**Assignment:** From the first line to the last, retype the records exactly and skip the pictures.

(Image-grounded pointing data)
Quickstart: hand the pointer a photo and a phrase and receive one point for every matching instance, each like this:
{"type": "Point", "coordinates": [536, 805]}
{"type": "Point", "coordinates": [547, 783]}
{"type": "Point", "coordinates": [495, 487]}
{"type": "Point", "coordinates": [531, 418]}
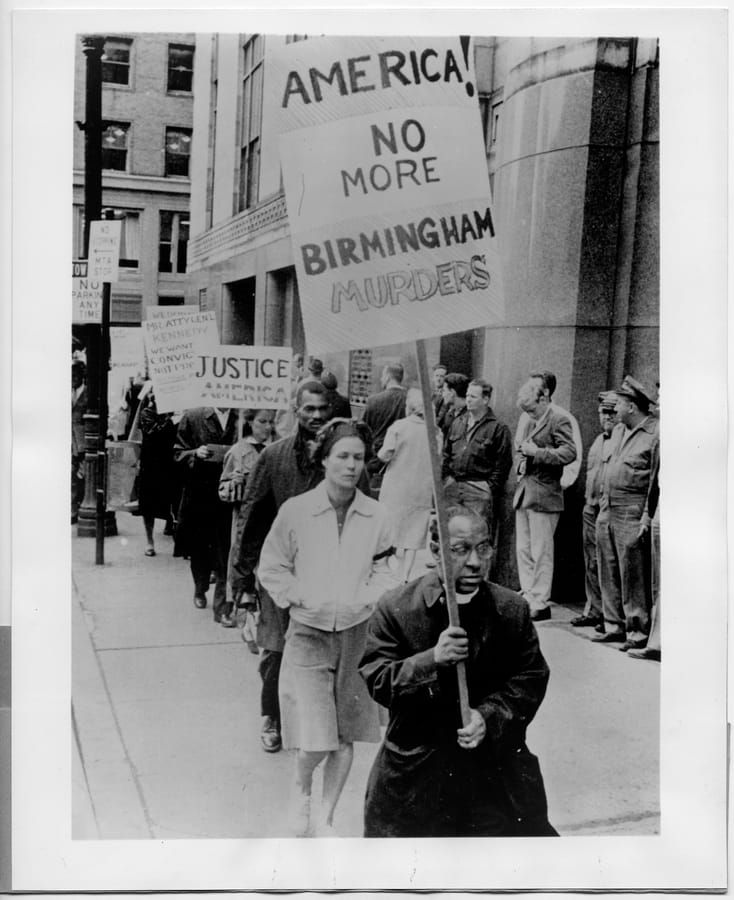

**Result for this exercise:**
Quickstart: hand the pointer a photo and a phrase and receive one point for every matching instance, each like this:
{"type": "Point", "coordinates": [536, 805]}
{"type": "Point", "coordinates": [547, 783]}
{"type": "Point", "coordinates": [495, 487]}
{"type": "Point", "coordinates": [531, 418]}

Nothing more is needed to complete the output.